→ **Goal**
Copy out every line in the records below that contains the word "white", matching its case exactly.

◆ ◆ ◆

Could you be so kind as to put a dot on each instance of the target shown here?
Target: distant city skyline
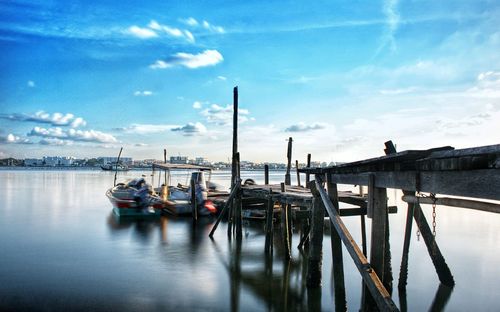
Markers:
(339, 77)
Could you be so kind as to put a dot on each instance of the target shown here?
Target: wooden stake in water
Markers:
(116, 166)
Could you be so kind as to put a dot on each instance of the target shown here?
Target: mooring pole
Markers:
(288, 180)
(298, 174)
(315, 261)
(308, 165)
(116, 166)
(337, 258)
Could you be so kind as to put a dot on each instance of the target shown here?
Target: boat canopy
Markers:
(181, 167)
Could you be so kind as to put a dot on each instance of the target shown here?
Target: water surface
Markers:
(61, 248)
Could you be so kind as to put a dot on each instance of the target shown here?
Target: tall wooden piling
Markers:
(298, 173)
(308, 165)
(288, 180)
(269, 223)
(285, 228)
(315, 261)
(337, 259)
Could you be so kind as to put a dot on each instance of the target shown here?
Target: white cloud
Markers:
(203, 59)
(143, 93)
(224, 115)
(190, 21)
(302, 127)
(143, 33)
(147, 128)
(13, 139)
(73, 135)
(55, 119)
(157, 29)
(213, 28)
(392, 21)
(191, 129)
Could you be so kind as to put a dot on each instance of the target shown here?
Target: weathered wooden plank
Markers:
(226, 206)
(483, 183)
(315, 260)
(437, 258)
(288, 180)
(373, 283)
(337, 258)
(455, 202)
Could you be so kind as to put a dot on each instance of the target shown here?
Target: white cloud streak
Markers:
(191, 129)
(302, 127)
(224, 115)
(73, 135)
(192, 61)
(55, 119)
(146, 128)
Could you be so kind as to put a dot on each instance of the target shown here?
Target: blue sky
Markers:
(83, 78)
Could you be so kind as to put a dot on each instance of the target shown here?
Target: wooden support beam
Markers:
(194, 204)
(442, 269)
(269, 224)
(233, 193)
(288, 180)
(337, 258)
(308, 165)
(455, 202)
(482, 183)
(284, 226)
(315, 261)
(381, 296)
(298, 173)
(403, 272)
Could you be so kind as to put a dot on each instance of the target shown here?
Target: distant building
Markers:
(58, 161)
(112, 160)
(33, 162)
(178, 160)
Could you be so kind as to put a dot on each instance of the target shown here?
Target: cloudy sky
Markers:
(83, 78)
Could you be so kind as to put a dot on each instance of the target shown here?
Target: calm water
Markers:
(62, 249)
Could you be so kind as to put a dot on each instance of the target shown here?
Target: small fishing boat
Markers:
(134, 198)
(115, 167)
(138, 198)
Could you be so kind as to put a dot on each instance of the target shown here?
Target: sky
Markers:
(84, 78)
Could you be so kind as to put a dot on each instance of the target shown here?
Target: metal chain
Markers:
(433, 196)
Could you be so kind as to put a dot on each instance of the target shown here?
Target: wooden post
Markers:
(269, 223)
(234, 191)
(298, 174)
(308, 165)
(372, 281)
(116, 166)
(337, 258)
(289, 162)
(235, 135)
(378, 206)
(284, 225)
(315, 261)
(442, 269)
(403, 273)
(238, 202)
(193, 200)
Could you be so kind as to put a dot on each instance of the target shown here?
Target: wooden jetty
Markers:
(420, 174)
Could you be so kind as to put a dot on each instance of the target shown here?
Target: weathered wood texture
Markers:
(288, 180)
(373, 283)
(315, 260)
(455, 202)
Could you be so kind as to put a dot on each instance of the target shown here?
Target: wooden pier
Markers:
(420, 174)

◆ ◆ ◆

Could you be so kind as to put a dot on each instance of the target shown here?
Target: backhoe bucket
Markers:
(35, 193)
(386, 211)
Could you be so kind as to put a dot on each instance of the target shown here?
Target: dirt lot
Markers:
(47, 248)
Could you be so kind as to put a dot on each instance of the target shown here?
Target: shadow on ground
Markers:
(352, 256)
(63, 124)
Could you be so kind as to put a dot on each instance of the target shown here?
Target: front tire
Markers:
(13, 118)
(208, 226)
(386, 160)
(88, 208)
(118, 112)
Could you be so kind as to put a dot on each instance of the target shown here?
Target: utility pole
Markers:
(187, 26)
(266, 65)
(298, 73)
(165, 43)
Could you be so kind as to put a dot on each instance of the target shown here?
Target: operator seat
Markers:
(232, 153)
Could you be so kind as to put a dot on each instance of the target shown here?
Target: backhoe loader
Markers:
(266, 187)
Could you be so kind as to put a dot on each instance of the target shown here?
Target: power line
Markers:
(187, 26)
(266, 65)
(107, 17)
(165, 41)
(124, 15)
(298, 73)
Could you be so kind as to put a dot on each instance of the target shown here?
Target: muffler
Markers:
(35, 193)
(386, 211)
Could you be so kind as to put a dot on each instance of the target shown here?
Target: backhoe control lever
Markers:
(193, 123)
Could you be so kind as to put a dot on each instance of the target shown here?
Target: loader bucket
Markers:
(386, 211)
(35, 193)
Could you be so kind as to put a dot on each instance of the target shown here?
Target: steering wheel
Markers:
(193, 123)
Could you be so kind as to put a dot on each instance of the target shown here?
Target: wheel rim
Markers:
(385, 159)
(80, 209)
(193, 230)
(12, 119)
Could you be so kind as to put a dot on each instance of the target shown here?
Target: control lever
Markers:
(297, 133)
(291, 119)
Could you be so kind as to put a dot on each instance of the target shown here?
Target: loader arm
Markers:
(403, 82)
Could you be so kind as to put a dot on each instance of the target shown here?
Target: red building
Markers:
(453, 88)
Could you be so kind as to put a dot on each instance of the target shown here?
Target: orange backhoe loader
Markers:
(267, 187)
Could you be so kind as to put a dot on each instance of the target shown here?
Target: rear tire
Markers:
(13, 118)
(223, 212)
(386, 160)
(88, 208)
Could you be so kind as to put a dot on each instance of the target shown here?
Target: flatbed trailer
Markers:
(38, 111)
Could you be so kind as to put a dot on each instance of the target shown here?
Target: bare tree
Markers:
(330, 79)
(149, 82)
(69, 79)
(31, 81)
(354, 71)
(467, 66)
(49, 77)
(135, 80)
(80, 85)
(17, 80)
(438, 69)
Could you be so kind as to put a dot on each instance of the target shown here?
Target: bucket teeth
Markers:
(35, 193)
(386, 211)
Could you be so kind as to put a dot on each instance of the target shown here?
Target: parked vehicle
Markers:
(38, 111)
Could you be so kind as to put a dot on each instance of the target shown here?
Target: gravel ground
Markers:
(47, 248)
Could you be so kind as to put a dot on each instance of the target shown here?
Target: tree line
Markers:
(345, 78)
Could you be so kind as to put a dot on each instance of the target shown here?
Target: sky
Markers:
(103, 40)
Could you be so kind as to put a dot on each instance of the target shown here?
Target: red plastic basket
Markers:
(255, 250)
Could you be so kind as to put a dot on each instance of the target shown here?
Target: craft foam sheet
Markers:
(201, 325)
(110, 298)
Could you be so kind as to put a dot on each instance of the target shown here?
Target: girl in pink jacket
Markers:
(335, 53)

◆ ◆ ◆

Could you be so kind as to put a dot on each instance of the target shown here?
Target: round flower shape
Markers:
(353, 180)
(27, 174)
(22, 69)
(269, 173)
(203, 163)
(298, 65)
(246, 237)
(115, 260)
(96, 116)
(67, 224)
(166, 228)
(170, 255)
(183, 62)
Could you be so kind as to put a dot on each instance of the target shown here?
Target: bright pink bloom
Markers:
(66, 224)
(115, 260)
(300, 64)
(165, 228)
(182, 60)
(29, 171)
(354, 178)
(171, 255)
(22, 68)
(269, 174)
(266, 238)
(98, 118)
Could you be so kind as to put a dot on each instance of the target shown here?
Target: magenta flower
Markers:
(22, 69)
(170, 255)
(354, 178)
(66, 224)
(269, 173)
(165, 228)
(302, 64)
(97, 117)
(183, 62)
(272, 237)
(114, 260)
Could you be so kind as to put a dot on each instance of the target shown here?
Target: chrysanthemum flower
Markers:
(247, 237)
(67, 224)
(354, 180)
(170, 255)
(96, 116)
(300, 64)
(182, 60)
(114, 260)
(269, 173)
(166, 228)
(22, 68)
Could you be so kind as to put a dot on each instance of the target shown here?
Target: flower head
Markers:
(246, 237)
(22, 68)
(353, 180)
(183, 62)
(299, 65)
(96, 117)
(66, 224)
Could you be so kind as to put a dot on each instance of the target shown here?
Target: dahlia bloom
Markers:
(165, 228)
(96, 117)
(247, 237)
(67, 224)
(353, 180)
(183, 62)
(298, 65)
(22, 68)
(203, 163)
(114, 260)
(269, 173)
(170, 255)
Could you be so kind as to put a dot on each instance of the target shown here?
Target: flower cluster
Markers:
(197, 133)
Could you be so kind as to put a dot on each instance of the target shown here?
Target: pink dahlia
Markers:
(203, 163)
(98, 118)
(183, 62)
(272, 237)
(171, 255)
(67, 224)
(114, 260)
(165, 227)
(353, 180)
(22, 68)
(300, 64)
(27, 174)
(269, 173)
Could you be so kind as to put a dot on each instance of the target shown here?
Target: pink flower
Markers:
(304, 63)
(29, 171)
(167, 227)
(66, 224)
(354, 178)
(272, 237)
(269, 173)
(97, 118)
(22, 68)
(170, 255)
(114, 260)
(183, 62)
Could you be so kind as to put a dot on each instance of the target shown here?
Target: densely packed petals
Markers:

◆ ◆ ◆

→ **Expected output**
Target: white cloud
Target: white cloud streak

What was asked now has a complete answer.